Provided material -
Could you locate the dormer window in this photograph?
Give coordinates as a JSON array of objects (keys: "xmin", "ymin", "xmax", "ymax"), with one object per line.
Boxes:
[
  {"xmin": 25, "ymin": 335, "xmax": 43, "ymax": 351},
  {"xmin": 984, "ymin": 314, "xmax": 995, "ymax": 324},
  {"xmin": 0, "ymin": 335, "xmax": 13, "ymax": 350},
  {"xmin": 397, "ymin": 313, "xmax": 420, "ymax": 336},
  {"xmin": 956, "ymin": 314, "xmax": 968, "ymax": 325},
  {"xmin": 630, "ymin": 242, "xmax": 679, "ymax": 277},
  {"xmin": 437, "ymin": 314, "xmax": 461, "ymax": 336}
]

--

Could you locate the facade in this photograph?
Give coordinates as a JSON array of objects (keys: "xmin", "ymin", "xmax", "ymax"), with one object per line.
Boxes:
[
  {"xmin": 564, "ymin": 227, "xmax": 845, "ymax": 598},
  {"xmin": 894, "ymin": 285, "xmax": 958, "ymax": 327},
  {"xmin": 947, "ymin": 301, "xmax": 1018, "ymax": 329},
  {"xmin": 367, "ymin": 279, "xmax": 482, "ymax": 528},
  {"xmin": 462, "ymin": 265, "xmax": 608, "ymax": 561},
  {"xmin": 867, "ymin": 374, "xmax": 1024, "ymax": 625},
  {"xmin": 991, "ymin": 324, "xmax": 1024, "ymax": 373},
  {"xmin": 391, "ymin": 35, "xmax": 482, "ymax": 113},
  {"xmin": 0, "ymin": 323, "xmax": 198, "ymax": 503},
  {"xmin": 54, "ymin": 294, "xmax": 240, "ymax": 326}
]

* * *

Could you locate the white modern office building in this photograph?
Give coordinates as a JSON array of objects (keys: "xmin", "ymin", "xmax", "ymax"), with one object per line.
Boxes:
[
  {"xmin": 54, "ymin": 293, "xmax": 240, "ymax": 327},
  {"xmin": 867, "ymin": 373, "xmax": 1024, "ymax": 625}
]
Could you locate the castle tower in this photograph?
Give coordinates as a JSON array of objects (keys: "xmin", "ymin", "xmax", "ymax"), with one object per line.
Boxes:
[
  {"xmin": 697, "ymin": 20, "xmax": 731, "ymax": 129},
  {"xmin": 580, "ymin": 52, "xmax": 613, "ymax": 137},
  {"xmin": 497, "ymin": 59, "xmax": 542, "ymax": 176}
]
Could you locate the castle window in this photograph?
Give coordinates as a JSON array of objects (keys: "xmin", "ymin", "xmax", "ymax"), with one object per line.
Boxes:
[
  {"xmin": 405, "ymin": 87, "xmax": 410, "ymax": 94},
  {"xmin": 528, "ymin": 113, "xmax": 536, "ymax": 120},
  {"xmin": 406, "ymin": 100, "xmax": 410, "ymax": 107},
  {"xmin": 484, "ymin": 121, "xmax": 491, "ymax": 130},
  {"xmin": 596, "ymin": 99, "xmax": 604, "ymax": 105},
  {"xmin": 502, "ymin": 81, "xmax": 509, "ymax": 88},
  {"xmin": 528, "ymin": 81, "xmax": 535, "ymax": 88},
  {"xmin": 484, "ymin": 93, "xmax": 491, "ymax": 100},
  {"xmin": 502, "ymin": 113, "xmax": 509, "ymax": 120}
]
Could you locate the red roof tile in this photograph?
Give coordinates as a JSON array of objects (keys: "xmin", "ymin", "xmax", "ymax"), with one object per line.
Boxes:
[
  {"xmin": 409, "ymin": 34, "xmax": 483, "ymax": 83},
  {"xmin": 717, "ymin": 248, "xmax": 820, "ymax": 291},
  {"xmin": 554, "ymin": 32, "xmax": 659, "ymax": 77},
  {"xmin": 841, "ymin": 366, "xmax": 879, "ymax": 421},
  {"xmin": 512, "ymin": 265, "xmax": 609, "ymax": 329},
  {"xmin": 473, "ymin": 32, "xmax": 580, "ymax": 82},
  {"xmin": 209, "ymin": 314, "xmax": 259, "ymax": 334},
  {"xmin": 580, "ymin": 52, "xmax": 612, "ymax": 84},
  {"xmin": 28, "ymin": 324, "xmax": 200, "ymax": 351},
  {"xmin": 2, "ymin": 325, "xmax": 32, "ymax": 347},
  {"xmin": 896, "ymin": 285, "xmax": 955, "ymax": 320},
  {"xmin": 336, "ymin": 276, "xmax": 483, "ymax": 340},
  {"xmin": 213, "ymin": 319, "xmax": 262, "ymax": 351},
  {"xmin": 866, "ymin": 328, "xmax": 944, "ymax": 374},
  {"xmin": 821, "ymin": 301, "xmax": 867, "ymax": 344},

Exercise instructions - If a line in the records holds the string "Could", copy it.

Answer below -
Could you locate the dormer window in this photograph?
Could you locate the facade in this photograph?
Could you locate the white modern office building in this photograph?
Could you locate the castle tower in this photograph?
Could you locate the castle window in this photograph?
Could you locate the red roof tile in this photograph?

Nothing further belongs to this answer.